#### Seçilen Metin ####

Geçen haftalarda aşı geliştirme aşamalarından söz ettik, geliştirilen başlıca üç aşı ilk iki faz için ciddi sorun bildirmedi. Ancak faz 3 denen aşama eksik, bu faz bir yanda hazırlanan aşının insanlarda hastalığı engelleme açısından başarısını ortaya koyarken, diğer yanda uzun sürede ortaya çıkabilecek riskleri de kısmen ortaya koyuyor. “Uzun süreli güvenlilik” dediğimizde işin içine şu an en darda olduğumuz bileşen giriyor, yani zaman. Yeterli zaman birikmediği sürece bu durum hep bilinmezlik taşıyacaktır. Klasik inaktif aşı bile “tutması” için uyarıyı pekiştiren bir takım bileşiklerle birlikte vücuda veriliyor, bunlara adjuvan adını veriyoruz. Adjuvanlar aşıya ticari anlamdaki katma değerini veren bileşikler, ama metal tuzları kullanmak bir yere kadar zorunluluktur. Adjuvanların aşırı güçlendirilmesi bıçağın iki yanının da bilenmesi gibidir; aşının etkili olması onlara bağlıdır, ama içine kattığınız bileşikler ya da aşının hammaddesi vücutta akla hiç gelmeyen moleküllere karşı bir reaksiyonu da tetikleyebilir.

####

#### Alıştırma Seti
a) Aşı güvenliği metnindeki "Geçen haftalarda aşı geliştirme" ile başlayan paragrafı, ana bilgilerini koruyarak madde listesi biçiminde kısaltın.
b) Aşı güvenliği metnini son cümlesinden sonrasıyla sürdürün.

#### Sağlanan Veriler ####

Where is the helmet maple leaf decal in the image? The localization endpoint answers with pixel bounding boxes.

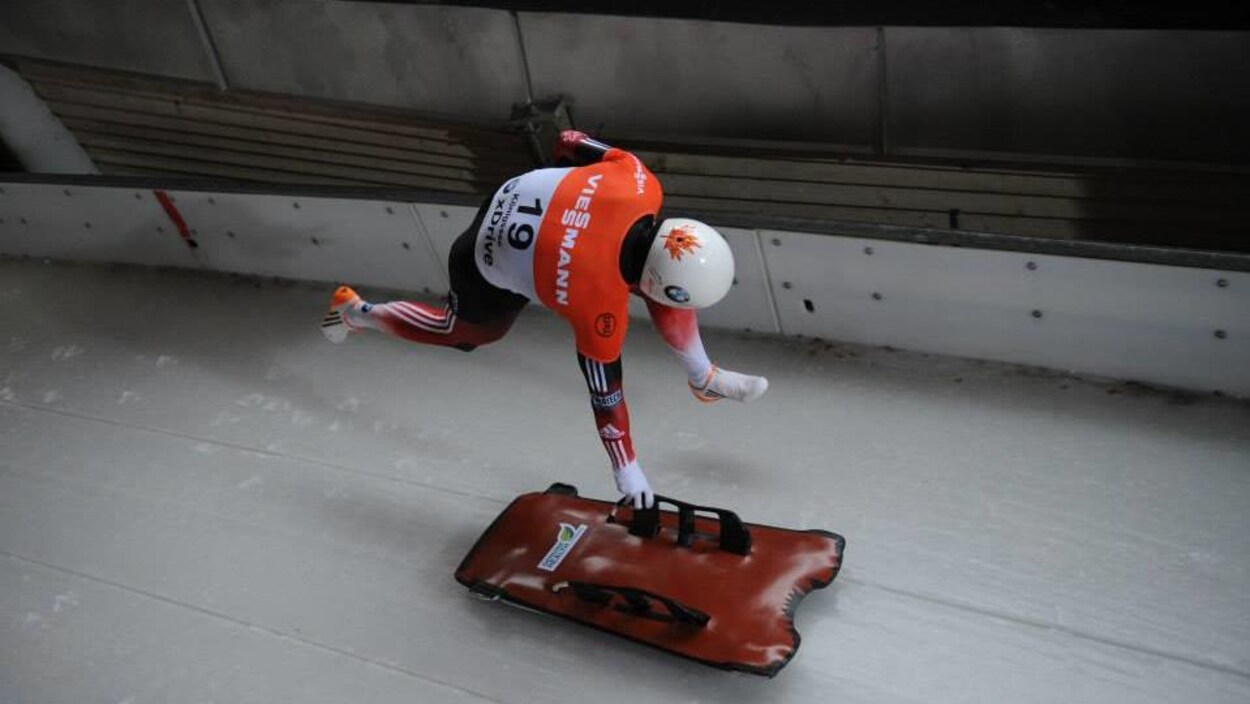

####

#### Alıştırma Sonuçları
a)
- Geliştirilen başlıca üç aşı, ilk iki fazda ciddi sorun bildirmedi.
- Faz 3 eksik. Bu faz hem aşının insanlarda hastalığı engellemedeki başarısını hem de uzun sürede çıkabilecek riskleri kısmen ortaya koyar.
- Uzun süreli güvenlilikte en kısıtlı bileşen zamandır. Yeterli zaman birikmedikçe bilinmezlik sürer.
- Klasik inaktif aşı bile uyarıyı pekiştiren, adjuvan denen bileşiklerle birlikte verilir.
- Adjuvanlar aşıya ticari katma değer kazandırır. Metal tuzlarını kullanmak bir yere kadar zorunludur.
- Adjuvanların aşırı güçlendirilmesi iki ucu keskin bıçak gibidir. Aşının etkinliği onlara bağlıdır, ancak katılan bileşikler ya da aşının hammaddesi vücutta beklenmedik moleküllere karşı reaksiyon tetikleyebilir.

b)
Antijene bağlı yanıt güçlenmesi
Bu tablo aşılama sonrası nispeten kısa sürede ortaya çıkabilecek bir risk olarak tanımlanmakta, mevcut aşılar için geçerliliği elbette bilinmiyor. Virüsün vücutta doğrudan değil, sitokin fırtınası olarak adlandırılan, vücudun kendine karşı oluşturduğu reaksiyon nedeniyle hasar verdiğini biliyoruz. Bir kişi eğer virüsle önceden karşılaşmışsa bu durumda hafif de olsa bir bağışıklık geriye kalıyor. Bu yanıtın tamamen sönümlenmeden inaktif aşıyla da olsa uyarılması durumunda bu kez şiddetli bir reaksiyon ortaya çıkıyor. Antijene bağlı şiddetlenme sadece inanlarda görülen bir durum değil, esas hayvanlarda sorun olan virüslerde gözlenmiş, oradan biliniyor. Evde evcil hayvan, kedi köpek besleyenlerin Covid’e karşı aşırı hijyeniklere göre daha dayanıklı oldukları gözlemi bu nedenle de geçerli, çünkü olasılıkla akraba virüslerle sürekli kısmi bağışıklık ediniliyor. O nedenle hastalığı geçirdiğinden emin olmayanların antikor durumunu ölçtürmeden aşılanmaları çok mantıklı değil. Şu an artık antikor bakılması yaygınlaştı, aşı olmak isteyenler önce antikor baktırırlarsa daha güvenli olacaktır.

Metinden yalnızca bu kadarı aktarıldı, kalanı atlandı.